# TEXT EXTRACT:

Rian Craig Johnson (born December 17, 1973) is an American filmmaker. He made his directorial debut with the neo-noir mystery film Brick (2005), which received positive reviews and grossed nearly $4 million on a $450,000 budget. Transitioning to higher-profile films, Johnson achieved mainstream recognition for writing and directing the science-fiction thriller Looper (2012) to critical and commercial success. Johnson landed his largest project when he wrote and directed the space opera Star Wars: The Last Jedi (2017), which grossed over $1 billion. He returned to the mystery genre with Knives Out (2019) and its sequel Glass Onion (2022), both of which earned him Academy Award nominations for Best Original Screenplay and Best Adapted Screenplay, respectively.

Additionally, Johnson is also known for directing three highly acclaimed episodes for the television series Breaking Bad (2008–2013), namely the episodes "Ozymandias", "Fly", and "Fifty-One"; for the latter, he received the Directors Guild of America Award for Outstanding Directing – Drama Series in 2013. He also created a murder mystery series titled Poker Face for Peacock with Natasha Lyonne.

Early life
Johnson was born on December 17, 1973, in Silver Spring, Maryland. He grew up in Denver, Colorado, until sixth grade, when he moved to San Clemente, California. He attended San Clemente High School (graduating in 1992), where Brick was predominantly filmed. He attended the University of Southern California and graduated from the USC School of Cinematic Arts in 1996. Johnson's second short film, Evil Demon Golfball from Hell!!!, loosely based on Edgar Allan Poe's "The Tell-Tale Heart", was included as an easter egg on the Looper Blu-ray.

# PROBLEMS AND TASKS:
#1 Transcribe the part of the Rian Johnson biography that opens with the words containing "Rian Craig Johnson" and closes with "Adapted Screenplay, respectively.".
#2 Pick up the Rian Johnson biography after its last sentence and continue writing it.
None of the records are needed here.

# DATASET:
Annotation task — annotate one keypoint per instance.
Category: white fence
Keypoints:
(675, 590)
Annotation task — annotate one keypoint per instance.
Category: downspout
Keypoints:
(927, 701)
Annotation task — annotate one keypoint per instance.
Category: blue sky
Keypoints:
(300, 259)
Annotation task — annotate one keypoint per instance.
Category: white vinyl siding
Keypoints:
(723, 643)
==
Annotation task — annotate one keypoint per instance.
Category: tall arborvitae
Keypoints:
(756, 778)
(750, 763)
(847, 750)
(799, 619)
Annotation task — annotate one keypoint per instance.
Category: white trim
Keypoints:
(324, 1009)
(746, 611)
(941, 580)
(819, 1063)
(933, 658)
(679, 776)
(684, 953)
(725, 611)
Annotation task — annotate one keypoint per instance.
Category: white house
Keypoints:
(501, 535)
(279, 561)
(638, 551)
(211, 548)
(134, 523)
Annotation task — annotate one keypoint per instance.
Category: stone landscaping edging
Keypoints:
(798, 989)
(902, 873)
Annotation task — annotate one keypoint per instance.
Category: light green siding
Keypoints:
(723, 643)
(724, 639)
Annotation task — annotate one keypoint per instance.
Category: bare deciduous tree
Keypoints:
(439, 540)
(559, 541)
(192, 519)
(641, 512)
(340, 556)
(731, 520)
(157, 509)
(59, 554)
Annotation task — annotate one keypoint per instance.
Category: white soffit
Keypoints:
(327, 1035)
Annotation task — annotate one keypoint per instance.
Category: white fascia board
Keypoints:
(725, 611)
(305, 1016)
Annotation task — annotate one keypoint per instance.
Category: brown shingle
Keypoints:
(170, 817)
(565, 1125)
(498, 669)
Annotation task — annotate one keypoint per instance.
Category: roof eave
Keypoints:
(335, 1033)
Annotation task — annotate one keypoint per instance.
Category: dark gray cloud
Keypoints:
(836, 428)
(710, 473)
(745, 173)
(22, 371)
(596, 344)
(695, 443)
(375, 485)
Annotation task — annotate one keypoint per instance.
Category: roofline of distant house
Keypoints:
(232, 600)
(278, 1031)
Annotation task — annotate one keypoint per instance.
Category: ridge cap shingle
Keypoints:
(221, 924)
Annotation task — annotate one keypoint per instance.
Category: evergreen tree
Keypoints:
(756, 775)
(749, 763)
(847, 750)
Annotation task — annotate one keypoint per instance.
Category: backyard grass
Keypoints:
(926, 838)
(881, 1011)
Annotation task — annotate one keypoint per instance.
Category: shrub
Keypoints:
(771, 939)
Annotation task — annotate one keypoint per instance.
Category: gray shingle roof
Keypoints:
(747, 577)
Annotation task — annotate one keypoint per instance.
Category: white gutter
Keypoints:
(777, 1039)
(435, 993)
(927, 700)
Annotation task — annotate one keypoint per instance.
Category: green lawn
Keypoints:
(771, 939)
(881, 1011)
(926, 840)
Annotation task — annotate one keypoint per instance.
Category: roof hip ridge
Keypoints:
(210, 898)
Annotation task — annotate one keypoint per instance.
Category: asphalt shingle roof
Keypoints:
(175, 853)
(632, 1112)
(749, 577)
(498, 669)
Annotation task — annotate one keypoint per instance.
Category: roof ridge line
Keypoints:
---
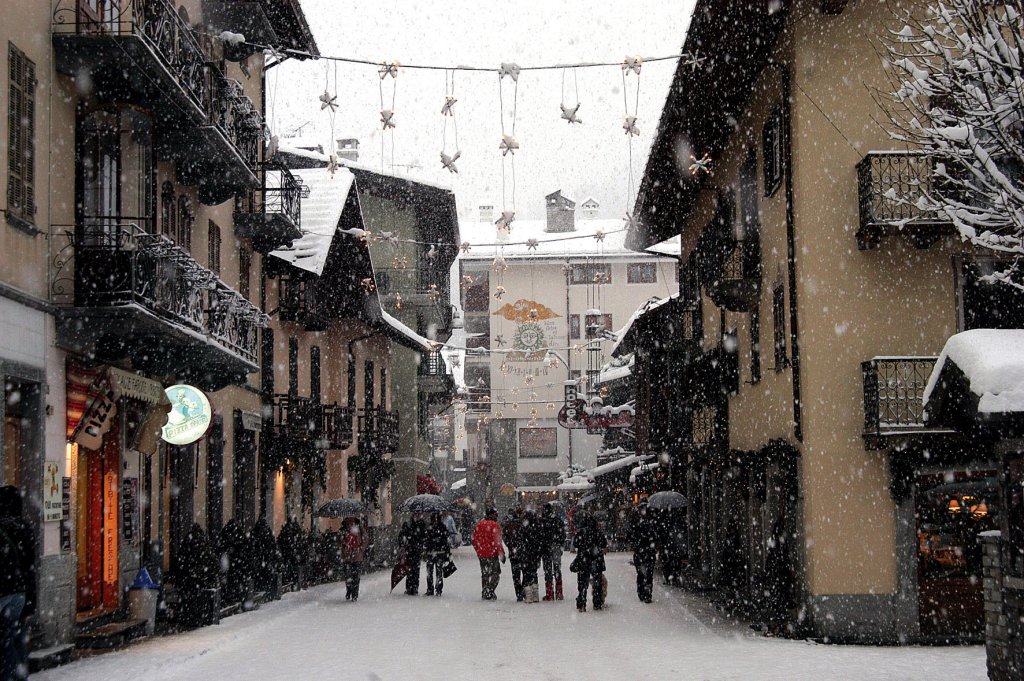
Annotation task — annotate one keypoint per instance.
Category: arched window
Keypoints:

# EXPECTED OUTPUTS:
#1
Rian Craig Johnson (born December 17, 1973) is an American filmmaker. He made his directorial debut with the neo-noir mystery film Brick (2005), which received positive reviews and grossed nearly $4 million on a $450,000 budget. Transitioning to higher-profile films, Johnson achieved mainstream recognition for writing and directing the science-fiction thriller Looper (2012) to critical and commercial success. Johnson landed his largest project when he wrote and directed the space opera Star Wars: The Last Jedi (2017), which grossed over $1 billion. He returned to the mystery genre with Knives Out (2019) and its sequel Glass Onion (2022), both of which earned him Academy Award nominations for Best Original Screenplay and Best Adapted Screenplay, respectively.

#2
Career
Johnson has said he was inspired to become a film director after seeing Woody Allen's 1977 film, Annie Hall. "It moved me in a way that very few other films have moved me. That's something that, I pray to God, if I am able to keep making movies, I can only hope, twenty years down the line maybe, I'll be able to approach."

Johnson's debut film, Brick, is a crime drama released in 2005 and made for just under $500,000. Johnson has often said that he looked to the novels of Dashiell Hammett as inspiration for the film's unique use of language. While the film is classified as a film noir, Johnson claims that no references were made to film noir during production, so as to focus the production away from reproducing a genre piece. Brick was released on DVD by Focus Features.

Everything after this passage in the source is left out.